Dataset records about object locations:
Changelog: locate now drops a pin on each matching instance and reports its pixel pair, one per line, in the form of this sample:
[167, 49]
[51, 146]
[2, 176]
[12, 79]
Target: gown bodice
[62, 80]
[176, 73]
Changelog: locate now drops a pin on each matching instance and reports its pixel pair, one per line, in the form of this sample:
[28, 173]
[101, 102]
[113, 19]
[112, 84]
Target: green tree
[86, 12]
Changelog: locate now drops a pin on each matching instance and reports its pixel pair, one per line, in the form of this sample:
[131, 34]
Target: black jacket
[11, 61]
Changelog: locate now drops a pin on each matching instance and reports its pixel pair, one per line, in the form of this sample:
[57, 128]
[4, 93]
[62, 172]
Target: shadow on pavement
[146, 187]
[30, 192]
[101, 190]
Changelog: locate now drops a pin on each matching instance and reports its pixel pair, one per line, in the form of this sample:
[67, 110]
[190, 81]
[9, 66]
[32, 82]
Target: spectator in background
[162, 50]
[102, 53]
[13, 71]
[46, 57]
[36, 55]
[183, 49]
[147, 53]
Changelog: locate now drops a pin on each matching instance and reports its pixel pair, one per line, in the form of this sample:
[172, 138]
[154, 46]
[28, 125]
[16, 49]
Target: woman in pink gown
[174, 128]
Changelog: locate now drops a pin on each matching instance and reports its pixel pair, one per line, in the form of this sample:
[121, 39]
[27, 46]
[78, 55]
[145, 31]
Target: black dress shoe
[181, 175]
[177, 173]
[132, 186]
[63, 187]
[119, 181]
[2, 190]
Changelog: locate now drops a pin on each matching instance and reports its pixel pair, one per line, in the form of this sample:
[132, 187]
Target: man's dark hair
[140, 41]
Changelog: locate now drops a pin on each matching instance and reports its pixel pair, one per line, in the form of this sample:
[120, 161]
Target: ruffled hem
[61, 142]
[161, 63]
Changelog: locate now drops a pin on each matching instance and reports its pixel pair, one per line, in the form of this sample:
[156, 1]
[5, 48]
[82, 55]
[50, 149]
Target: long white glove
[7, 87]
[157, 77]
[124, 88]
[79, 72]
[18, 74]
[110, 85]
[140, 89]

INSTRUCTIONS TO FOLLOW: Working from the material above, retype it in its entirety without change.

RESPONSE TO THIS TASK:
Changelog: locate now drops a pin on each matching instance and reports its pixel pair, one per line, in the form of this sample:
[167, 49]
[51, 146]
[2, 176]
[12, 79]
Target: gown bodice
[62, 80]
[176, 73]
Changelog: locate now drops a pin on each matching instance and reports its pixel pair, one per line, in the form of this sample:
[28, 173]
[101, 102]
[113, 19]
[112, 84]
Target: green tree
[86, 12]
Changelog: locate now drops a pin on each matching instance and reports its pixel pair, one per line, in the form of this sample:
[131, 34]
Target: black jacket
[11, 61]
Changelog: locate now drops a pin on each matching instance and reports its pixel pair, one per line, in the form of this sample:
[57, 128]
[4, 93]
[62, 172]
Target: shadow on pavement
[146, 187]
[30, 192]
[101, 190]
Changelog: locate now drops a pin on each matching instance and reports its pixel pair, one per line, in the form of this sample:
[67, 110]
[190, 81]
[9, 66]
[32, 82]
Target: spectator in background
[162, 50]
[102, 53]
[13, 71]
[46, 57]
[36, 55]
[183, 49]
[147, 53]
Changelog: locate now drops a pin on each matching instance and reports its pixel pair, one per line, in the form of this sample:
[172, 138]
[154, 46]
[28, 125]
[16, 49]
Target: woman in pink gown
[174, 128]
Changelog: locate now drops a pin on each matching instance and reports its pixel pair, one per line, in the form of this sample:
[121, 39]
[27, 46]
[78, 55]
[145, 31]
Target: black dress shoe
[181, 175]
[177, 173]
[132, 186]
[63, 187]
[119, 181]
[2, 190]
Changelog: locate now drops a pin on each matching instance and reports its pixel pair, one per line, in the form of this sample:
[132, 187]
Target: man's dark hair
[140, 41]
Changelog: locate now drops a pin on each matching instance and reports its pixel pair, one per line, in the form of this sample:
[120, 161]
Target: ruffled hem
[61, 142]
[161, 63]
Changelog: locate now drops a pin on each matching instance and reports its pixel pair, one per line, in the form of this sample:
[156, 1]
[5, 48]
[82, 55]
[50, 149]
Target: long white glove
[7, 87]
[157, 77]
[124, 88]
[79, 72]
[18, 74]
[110, 85]
[140, 89]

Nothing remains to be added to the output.